Image-grounded pointing data
[Start of section]

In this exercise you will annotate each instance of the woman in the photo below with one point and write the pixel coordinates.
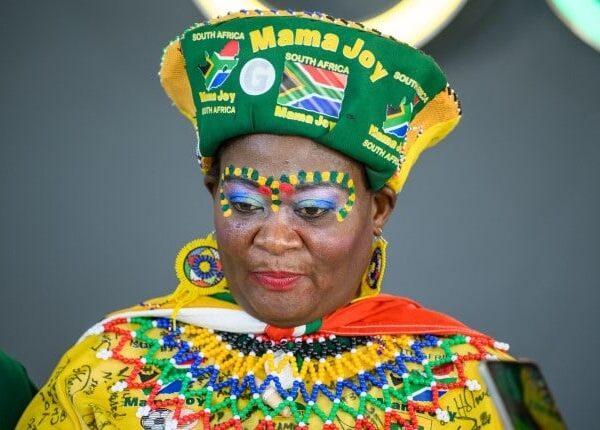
(308, 127)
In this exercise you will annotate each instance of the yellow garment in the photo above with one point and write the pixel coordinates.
(80, 395)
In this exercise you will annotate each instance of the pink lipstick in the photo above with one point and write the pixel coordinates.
(276, 281)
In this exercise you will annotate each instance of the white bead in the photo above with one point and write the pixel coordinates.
(442, 415)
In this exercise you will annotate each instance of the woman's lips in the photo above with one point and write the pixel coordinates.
(276, 281)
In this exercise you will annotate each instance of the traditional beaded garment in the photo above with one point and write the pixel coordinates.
(316, 381)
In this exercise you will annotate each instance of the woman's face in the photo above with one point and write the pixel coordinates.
(293, 262)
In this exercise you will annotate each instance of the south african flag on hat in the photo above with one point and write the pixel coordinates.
(312, 89)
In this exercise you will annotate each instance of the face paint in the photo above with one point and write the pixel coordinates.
(243, 197)
(320, 200)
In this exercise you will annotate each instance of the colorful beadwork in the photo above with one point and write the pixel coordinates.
(273, 187)
(376, 269)
(303, 379)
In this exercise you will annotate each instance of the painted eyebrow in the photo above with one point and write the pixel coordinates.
(310, 186)
(241, 180)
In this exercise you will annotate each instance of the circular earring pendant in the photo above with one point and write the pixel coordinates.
(198, 266)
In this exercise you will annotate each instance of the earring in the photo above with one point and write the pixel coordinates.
(199, 270)
(373, 276)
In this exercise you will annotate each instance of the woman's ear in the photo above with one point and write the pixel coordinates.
(383, 203)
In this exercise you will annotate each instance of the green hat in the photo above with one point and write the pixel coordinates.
(378, 101)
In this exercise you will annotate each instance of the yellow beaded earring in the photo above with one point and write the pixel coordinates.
(373, 277)
(199, 270)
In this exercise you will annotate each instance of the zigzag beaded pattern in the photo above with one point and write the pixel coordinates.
(209, 367)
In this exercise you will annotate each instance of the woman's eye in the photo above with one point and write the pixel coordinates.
(244, 207)
(311, 211)
(314, 208)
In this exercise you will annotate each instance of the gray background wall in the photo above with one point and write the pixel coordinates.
(497, 226)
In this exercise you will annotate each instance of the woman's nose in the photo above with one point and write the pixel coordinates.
(277, 235)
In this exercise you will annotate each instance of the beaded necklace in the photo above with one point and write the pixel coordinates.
(303, 379)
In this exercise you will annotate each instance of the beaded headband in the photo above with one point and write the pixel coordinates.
(376, 100)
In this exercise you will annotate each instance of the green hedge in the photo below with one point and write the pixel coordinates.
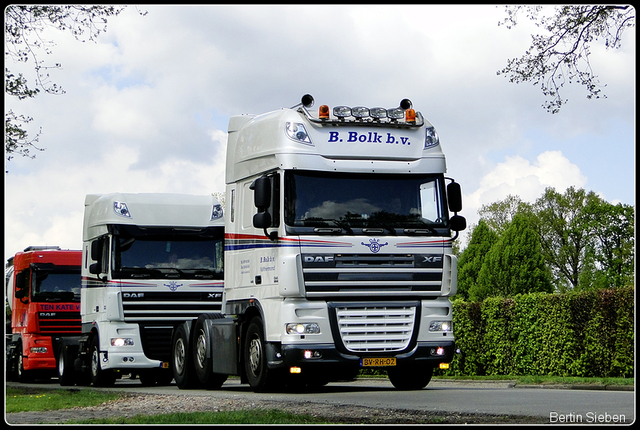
(587, 334)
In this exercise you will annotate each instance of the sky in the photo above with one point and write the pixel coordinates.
(147, 105)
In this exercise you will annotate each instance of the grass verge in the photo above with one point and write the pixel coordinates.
(271, 416)
(30, 399)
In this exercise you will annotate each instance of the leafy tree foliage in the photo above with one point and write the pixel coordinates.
(563, 225)
(586, 243)
(472, 259)
(561, 55)
(24, 27)
(498, 215)
(514, 265)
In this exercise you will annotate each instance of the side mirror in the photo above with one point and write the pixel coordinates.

[End of section]

> Task to complete: Each record above goes into the copy unchanged; the pictures do not.

> Response to this exercise:
In this exercise you will annotate each instance of the woman in the photo below with one point and write the pixel coordinates.
(308, 127)
In this exercise you will annotate each instance of the yellow garment in the photo above with one point and write the pixel coordinates.
(80, 395)
In this exercise you will annotate each instance of the pink lipstick in the photo above with one point and write the pixel coordinates.
(276, 281)
In this exercise you will annotate each instance of the white bead in the photo above with one point and write the pixel coordinates.
(442, 415)
In this exercise you will annotate each instance of the woman's lips in the photo above with one point and write the pixel coordinates.
(276, 281)
In this exercise you will annotate each instance of the traditional beaded garment in the photo above with one point and write the pixel coordinates.
(316, 381)
In this exercise you will annotate each instance of the woman's face in the photo above with one point and write the pixel coordinates.
(293, 262)
In this exercise you will annotate each instance of the south african flag on hat in the photo above with one point and write the pixel coordinates.
(312, 89)
In this exercise you will annotate each instance of the face paint in the photo above with one point and write the pixel coordinates.
(243, 197)
(320, 200)
In this exercise you will annotate each instance of the colorful beadwork in the photo above with one point and write the pixel coordinates.
(273, 187)
(376, 269)
(303, 379)
In this exercise you will annotate each instance of the painted eyebrow in the photo above with one point and write the pixel coordinates.
(310, 186)
(241, 180)
In this exercise you will annotate each instance of the circular earring pendant in the photo above with one point and write the pixel coordinates.
(198, 266)
In this exercise you will annotate each instance of the earring in the photo above with one point and write the pixel coordinates.
(199, 270)
(373, 276)
In this exercise you will annotate each instance of the woman's ear in the photo above with one point and write the pixel coordinates.
(383, 203)
In this exercise you will annotate each instance of the green hat in the photo above with one point and write the pixel coordinates.
(378, 101)
In this exercise you will annotate each instance of the yellow beaded earring in the photo above with one point and write the pixel coordinates.
(373, 277)
(199, 270)
In this exercise you will annotate each instance of the zigzag beaded pattern in the photo above with one point and write the pixel coordinates.
(209, 367)
In this exercise you will annotate each instance of the woman's eye in the photo above with one point and write the pixel coordinates.
(244, 207)
(311, 211)
(314, 208)
In this exercise you will annotate each instance of the gray background wall in the photo above with one point and write the pixel coordinates.
(497, 226)
In this exercise you will annotate each instance of the woman's nose in the photo above with one point and write the pixel coordinates.
(277, 235)
In this exercise you will annotate each instance of the beaded necklace in the photo above with one point and write the pixel coordinates.
(303, 379)
In this exercise you will annotate each instance of the beaded headband in the photo above with one point and write the pixel coordinates.
(376, 100)
In this exercise you will annotate each instance of the green hedge in the photo below with one point and write the pixel coordinates.
(587, 334)
In this exercise you will annotate each instance of the sky in the photo above with one point and write the pixel coordinates.
(147, 105)
In this exercise you will annotate each instance of the grass verge in the photo above with one point and write the pixel coordinates.
(271, 416)
(30, 399)
In this exercise you will annotate each instance of the leafy tree foliage in the photo above with one point and write the pixel coordinates.
(563, 225)
(586, 243)
(472, 259)
(561, 55)
(24, 27)
(498, 215)
(514, 265)
In this exercise you will annotate each instance of the side mirror in the photo above with one point and write the pixel coordinates.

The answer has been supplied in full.